== Input rows

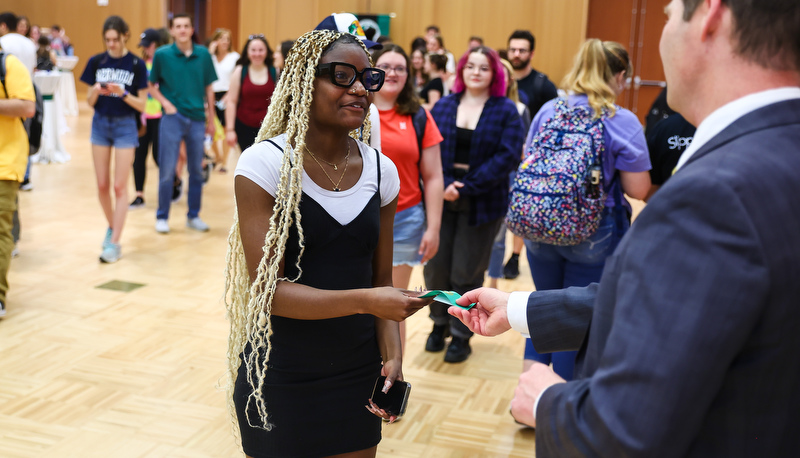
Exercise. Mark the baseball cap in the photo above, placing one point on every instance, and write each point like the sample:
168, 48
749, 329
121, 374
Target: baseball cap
149, 36
347, 23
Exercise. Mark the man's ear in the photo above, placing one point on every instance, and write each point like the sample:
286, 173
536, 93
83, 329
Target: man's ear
712, 14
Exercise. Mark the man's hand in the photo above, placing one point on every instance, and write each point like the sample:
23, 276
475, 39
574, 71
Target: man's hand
531, 384
488, 317
451, 193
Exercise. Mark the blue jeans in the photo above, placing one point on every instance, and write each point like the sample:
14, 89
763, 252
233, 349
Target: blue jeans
175, 128
409, 227
558, 267
117, 131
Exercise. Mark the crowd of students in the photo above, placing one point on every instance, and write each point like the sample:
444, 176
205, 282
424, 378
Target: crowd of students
453, 132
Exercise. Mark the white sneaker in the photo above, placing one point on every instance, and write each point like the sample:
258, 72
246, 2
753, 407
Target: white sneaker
107, 238
162, 226
111, 253
197, 224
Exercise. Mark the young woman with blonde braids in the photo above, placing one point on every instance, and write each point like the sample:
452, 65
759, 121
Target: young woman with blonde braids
308, 282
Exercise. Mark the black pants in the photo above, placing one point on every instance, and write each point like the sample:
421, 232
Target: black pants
461, 261
150, 137
245, 134
220, 112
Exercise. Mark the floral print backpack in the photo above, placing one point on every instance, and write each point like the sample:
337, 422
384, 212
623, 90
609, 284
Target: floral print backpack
558, 195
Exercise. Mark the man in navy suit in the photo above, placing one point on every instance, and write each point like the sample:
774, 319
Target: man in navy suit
689, 344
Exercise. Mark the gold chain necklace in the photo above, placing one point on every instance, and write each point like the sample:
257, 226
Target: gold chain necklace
335, 166
344, 172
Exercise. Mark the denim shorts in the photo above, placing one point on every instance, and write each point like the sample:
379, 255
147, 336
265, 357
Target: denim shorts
117, 131
409, 226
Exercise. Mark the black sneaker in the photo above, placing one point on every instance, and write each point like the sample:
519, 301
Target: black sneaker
436, 338
458, 350
511, 269
177, 187
138, 202
207, 170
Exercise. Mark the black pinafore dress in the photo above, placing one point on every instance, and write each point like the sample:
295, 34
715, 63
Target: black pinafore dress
321, 372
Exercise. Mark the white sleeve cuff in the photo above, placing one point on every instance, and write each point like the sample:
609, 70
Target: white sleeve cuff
517, 312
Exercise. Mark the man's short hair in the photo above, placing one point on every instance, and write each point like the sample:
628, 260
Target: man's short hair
10, 20
524, 35
765, 30
180, 15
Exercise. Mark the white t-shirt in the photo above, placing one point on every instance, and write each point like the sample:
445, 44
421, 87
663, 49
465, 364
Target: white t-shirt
261, 164
224, 70
23, 48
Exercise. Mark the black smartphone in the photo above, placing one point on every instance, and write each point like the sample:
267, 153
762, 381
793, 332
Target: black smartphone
395, 400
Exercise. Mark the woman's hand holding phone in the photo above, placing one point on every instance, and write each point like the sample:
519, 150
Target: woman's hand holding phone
388, 401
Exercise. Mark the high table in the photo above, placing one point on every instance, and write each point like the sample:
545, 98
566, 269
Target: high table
51, 150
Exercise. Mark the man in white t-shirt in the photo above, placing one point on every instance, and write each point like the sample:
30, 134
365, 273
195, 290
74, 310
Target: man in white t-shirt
16, 44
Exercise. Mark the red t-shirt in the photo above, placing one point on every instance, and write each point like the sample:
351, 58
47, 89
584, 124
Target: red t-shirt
399, 143
254, 101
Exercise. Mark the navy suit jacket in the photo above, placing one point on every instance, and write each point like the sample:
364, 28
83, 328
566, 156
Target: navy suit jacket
690, 344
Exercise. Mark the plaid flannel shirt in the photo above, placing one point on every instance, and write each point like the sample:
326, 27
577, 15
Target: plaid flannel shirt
495, 151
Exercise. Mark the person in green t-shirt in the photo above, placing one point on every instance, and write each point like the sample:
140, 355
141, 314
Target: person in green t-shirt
180, 80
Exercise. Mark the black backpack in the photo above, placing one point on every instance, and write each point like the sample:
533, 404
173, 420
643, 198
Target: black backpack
35, 128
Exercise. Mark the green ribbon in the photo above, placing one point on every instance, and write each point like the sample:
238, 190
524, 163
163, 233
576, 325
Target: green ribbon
446, 297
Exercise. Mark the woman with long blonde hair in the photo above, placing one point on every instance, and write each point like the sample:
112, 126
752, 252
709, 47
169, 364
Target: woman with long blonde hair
308, 282
597, 78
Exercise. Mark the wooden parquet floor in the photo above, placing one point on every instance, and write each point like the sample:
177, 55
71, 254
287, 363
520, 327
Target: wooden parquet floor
92, 372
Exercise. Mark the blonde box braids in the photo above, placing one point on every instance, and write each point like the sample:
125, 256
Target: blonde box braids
249, 304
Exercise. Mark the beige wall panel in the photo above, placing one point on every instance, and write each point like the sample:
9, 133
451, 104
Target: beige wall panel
559, 25
83, 22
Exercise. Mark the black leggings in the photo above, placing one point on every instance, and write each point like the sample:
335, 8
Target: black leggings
140, 160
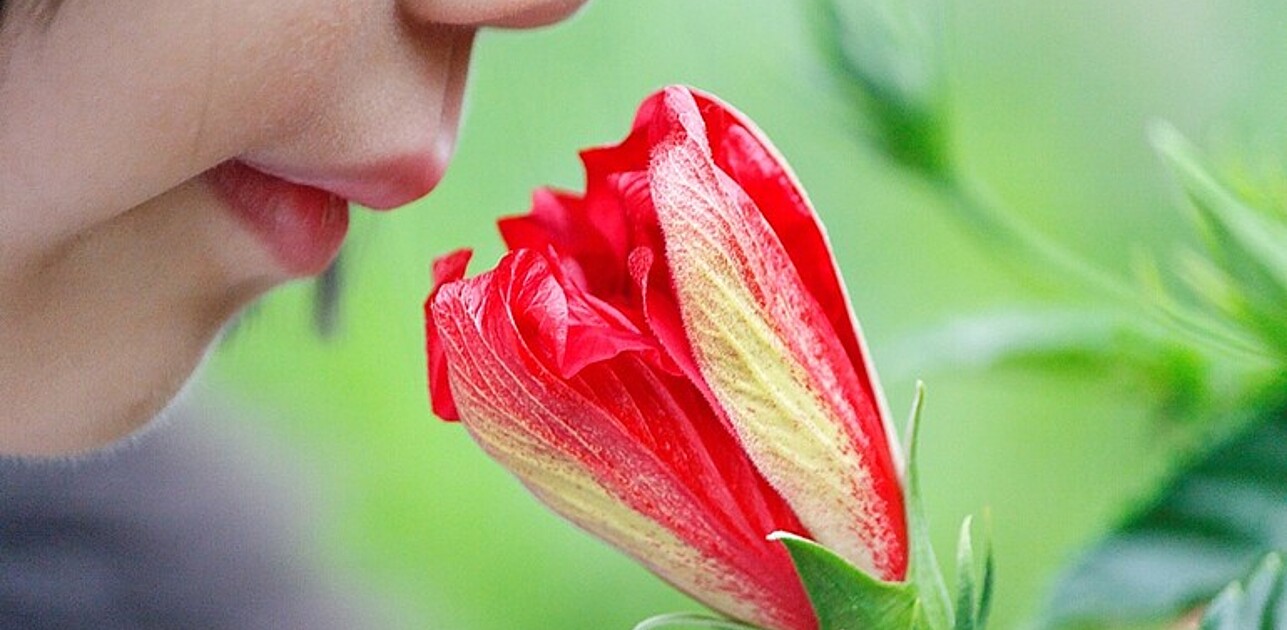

====

== Exercise requirements ==
Could you reproduce every line of the material above word for word, leaving out the pictures?

== In response ==
Exercise. Mark the baseball cap in the photo above, placing one point on every instance, and write each point like the sample:
168, 48
749, 329
121, 374
Target: baseball cap
149, 36
347, 23
Exercise. Mark the man's ear in the photo above, placing one point on every instance, and write each point like the sample:
286, 173
536, 93
83, 329
Target: man's ear
712, 14
Exercise. Mark the man's hand in the photo above, placing one point on every instance, and write each point like the sample:
23, 276
475, 39
574, 71
Target: man's hand
531, 384
488, 317
451, 193
Exercise. Mark the blue jeans in the photo above, placing one point on every instance, and write each point like the sample:
14, 89
763, 252
233, 349
Target: blue jeans
175, 128
409, 227
558, 267
117, 131
Exercise. Mark the crowd of students in the photo above, placing one point on every instance, and write each point like the sample:
444, 176
205, 282
424, 378
Target: crowd of students
453, 132
Exercise. Mark the white sneaker in the photo above, placing one point on every instance, and write each point like the sample:
258, 72
246, 2
753, 407
Target: white sneaker
107, 238
162, 226
111, 253
197, 224
Exercise. Mark the young woman with blonde braids in the photo above, placing one point on every instance, and write each point like the sample:
452, 65
759, 121
Target: young woman with blonde braids
308, 282
Exercise. Mark the black pants in the photo above, placing one point on every instance, and write each point like the sample:
421, 232
Target: black pants
461, 261
150, 137
245, 134
220, 112
Exercise. Mark the floral print backpack in the photo above, placing one point on every instance, and write each point like the sample:
337, 422
384, 212
623, 90
609, 284
Target: floral print backpack
558, 195
Exercise. Mark the man in navy suit in the photo above, placing one point on every instance, and write each point like the sample:
774, 319
Target: man in navy suit
689, 344
Exercise. Mark the gold chain necklace in the photo above, placing one point on every instance, and write each point like the sample:
257, 226
Target: gold chain necklace
335, 166
344, 172
Exercise. Mark the denim shorts in the photo above, placing one point on every instance, and write each point like the sample:
379, 255
147, 336
265, 357
Target: denim shorts
117, 131
409, 226
Exercise. Mark the black sneaker in the photo above, placing one point on every instance, and write each point like the sample:
519, 301
Target: black sneaker
436, 338
458, 350
511, 269
177, 187
138, 202
207, 170
Exercise. Mark the black pinafore dress in the photo above, placing one point on every instance, and write each point like the sample:
295, 34
715, 63
Target: black pinafore dress
321, 372
Exercise. Mark the white sleeve cuff in the photo above, placing one point on every instance, and write each point like the sample:
609, 70
Target: white sleeve cuff
517, 312
Exercise. Mark the man's short hair in the photo above, placing one point on every instance, and write each point like the sample:
628, 260
Target: man's short hair
10, 20
524, 35
765, 30
180, 15
Exercise. Mark the white t-shirt in the photo above, placing one point on every instance, and write each point like the sample:
445, 44
421, 87
663, 49
465, 364
Target: white t-shirt
261, 164
224, 70
23, 48
Exercise. Mark the black smartphone in the photo above, placing one point on every instance, and write each point like the sample:
267, 153
762, 381
793, 332
Target: black smartphone
395, 400
Exercise. Mark the woman's hand holding phone in the photo above, placing one point on every instance, and write each point like the sample:
519, 150
Target: woman's hand holding phone
388, 401
Exercise. Mark the high table in the photo above, placing one point on every instance, and write each point like the sample:
545, 98
566, 269
Target: high table
51, 150
Exercise. Mark the man in white t-shirt in the photo above, placing one point on every instance, and write each point like the sample:
30, 134
365, 273
195, 290
74, 310
Target: man in white t-shirt
16, 44
Exercise. Mark the red t-shirt in the photo above, placing one point on every instance, and write each point like the sample:
351, 58
47, 89
584, 124
Target: red t-shirt
399, 143
254, 101
Exercise. Mark the navy suit jacket in the photo above, placing one point on every instance, and write each point like the sample:
364, 28
83, 328
566, 156
Target: navy suit jacket
690, 344
Exercise. Mark the plaid flannel shirt in the photo above, placing one point on every instance, and write each point like the sample:
326, 27
577, 15
Target: plaid flannel shirt
495, 151
Exercise. Mark the person in green t-shirt in the photo above, placing one point on every instance, and write each point like the sample:
140, 355
141, 314
Target: person in green t-shirt
180, 80
Exercise. Mark the black backpack in the photo above, placing one point on every instance, and write each point like the sample:
533, 404
173, 420
643, 198
Target: black backpack
35, 128
Exercise. Mark the green ribbon in the photo above, placing one point on every instance, and write each point like the sample:
238, 190
524, 163
163, 233
576, 325
Target: green ribbon
446, 297
Exercise. Mark the woman with long blonde hair in the photo above, placing one point on every instance, and write each point like the sample:
112, 126
752, 252
709, 47
169, 364
Target: woman with long blonde hair
308, 282
597, 78
Exercise. Mark the wooden parquet floor in the photo above, placing one point on every instance, and write each point like the sample:
177, 55
71, 254
287, 363
520, 327
Target: wooden parquet floor
92, 372
Exercise. Mark the blonde box braids in the photo above, placing one point on every instance, and write each point like the sample:
125, 256
Target: blonde box braids
249, 304
Exercise. Mark the beige wall panel in the photo above, placing one point on every instance, and write each point like the sample:
9, 133
451, 104
Target: beige wall panel
559, 25
83, 22
Exercise. Mark the black leggings in the photo above, placing one point on every instance, and write each point like the sample:
335, 8
Target: black leggings
140, 160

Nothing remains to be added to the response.